▶ [PASSAGE TO READ]:
++++++++
Ingredients

  • 1 c. all-purpose flour
  • 1/2 tsp. salt
  • 1 c. chopped onion
  • 1 c. frozen or fresh peas
  • grated rind of 1 lemon
  • 1/2 c. cooking oil
  • 3 oz. tomato paste (1/2 can)
  • 3 lb. chicken pieces
  • 1 (28 oz.) can whole tomatoes (with juice)
  • 1 lb. diced and peeled potatoes
  • 1 Tbsp. curry powder
  • 1/4 tsp. pepper
  • 2 Tbsp. curry paste
  • juice of 1/2 lemon
  • 2 Tbsp. sugar
  • 2 c. chicken stock

Method

  • Before cooking, divide breasts and thighs in half again.
  • Mix flour with curry powder, salt and pepper.
  • Place flour mixture in paper bag and shake chicken pieces in it a few at a time.
  • Heat oil in large skillet or Dutch oven until hot but not smoking.
++++++++
▶ [EXERCISE SET]:
• 1. In the chicken curry recipe, how much chicken stock is called for?
• 2. From the chicken curry recipe, extract the passage starting at "Ingredients" and ending at "tomatoes (with juice)".
• 3. Continue the method of the chicken curry recipe, picking up after the step about heating the oil.
The listing that comes next has no connection to the chicken curry recipe.

▶ [MATERIAL PROVIDED]:
++++++++
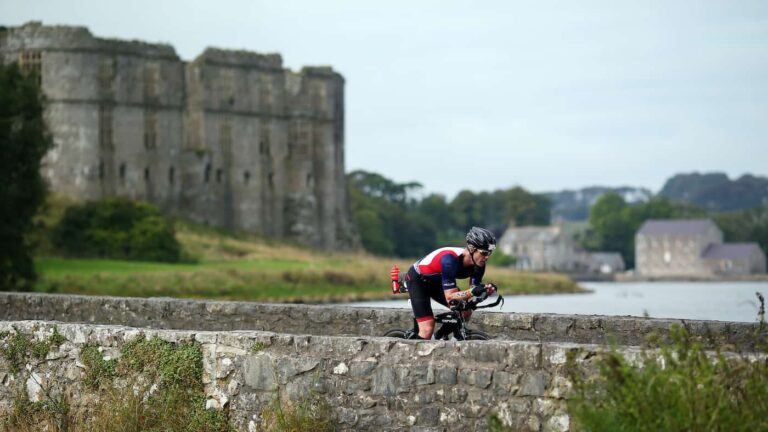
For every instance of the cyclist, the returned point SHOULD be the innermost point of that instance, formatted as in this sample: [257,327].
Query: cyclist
[434,277]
++++++++
▶ [EXERCISE RESPONSES]:
• 1. 2 cups

• 2.
Ingredients

  • 1 c. all-purpose flour
  • 1/2 tsp. salt
  • 1 c. chopped onion
  • 1 c. frozen or fresh peas
  • grated rind of 1 lemon
  • 1/2 c. cooking oil
  • 3 oz. tomato paste (1/2 can)
  • 3 lb. chicken pieces
  • 1 (28 oz.) can whole tomatoes (with juice)

• 3.
  • Saute chicken pieces in skillet until brown on each side.
  • Set aside. Remove any excess fat from skillet and saute onions briefly in pan. Stir in curry paste, then add all remaining ingredients, except potatoes and peas.
  • Stir together and return chicken to pot. Simmer stew on top of stove for 1 hour on medium-high.
  • Add potatoes and simmer another 30 minutes.
  • Add peas and simmer an additional 15 minutes before serving.
  • Serves 8.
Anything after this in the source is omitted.